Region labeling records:
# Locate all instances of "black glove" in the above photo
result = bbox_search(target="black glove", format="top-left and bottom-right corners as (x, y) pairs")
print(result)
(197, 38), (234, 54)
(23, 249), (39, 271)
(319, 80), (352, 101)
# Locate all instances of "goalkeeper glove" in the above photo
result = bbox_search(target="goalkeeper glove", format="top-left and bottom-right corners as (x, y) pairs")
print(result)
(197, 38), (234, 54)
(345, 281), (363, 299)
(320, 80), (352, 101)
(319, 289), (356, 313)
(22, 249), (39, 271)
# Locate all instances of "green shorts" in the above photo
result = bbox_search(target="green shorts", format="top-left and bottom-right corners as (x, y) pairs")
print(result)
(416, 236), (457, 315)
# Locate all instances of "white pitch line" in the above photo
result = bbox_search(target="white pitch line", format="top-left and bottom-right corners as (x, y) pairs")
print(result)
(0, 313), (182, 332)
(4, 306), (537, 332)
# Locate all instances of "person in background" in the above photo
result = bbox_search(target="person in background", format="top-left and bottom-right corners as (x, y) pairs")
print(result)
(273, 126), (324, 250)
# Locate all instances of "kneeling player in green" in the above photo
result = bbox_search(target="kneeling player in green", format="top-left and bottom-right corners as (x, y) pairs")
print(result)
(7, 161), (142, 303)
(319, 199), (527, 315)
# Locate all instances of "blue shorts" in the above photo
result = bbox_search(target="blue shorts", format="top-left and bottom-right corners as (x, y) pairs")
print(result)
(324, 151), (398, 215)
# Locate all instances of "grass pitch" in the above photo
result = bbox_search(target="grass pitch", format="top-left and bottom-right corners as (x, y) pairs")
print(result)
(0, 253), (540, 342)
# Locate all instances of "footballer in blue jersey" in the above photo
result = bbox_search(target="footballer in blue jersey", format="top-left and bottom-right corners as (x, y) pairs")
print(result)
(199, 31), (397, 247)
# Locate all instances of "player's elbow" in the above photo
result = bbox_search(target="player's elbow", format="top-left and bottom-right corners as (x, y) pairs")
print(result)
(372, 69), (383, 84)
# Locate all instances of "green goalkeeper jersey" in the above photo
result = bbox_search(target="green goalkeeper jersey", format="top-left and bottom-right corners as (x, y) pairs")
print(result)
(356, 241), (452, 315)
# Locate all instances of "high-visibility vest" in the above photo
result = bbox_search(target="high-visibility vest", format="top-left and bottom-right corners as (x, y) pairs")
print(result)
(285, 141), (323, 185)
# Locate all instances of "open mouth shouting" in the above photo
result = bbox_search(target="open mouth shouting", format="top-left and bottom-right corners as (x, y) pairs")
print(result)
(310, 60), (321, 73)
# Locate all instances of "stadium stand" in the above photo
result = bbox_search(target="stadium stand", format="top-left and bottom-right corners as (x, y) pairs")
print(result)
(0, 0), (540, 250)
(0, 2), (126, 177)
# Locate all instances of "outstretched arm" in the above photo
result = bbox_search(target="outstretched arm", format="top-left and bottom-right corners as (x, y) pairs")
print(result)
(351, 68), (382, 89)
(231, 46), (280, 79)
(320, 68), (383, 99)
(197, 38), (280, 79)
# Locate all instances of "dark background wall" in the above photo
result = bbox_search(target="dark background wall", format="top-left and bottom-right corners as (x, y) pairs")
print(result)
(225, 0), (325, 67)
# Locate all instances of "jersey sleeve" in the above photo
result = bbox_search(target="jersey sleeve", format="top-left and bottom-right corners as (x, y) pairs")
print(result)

TASK PROMPT: Pull out each line of the listing above that contains the string "player".

COMPLETE OUTPUT:
# Locate all instances of "kneeling player in green" in the above photo
result = bbox_search(target="kneeling player in green", format="top-left and bottom-right corners as (x, y) pairs")
# Locate all instances of "player's elbow" in the above photo
result = bbox_search(target="player's elbow", format="top-left and bottom-right corners as (x, y) pairs")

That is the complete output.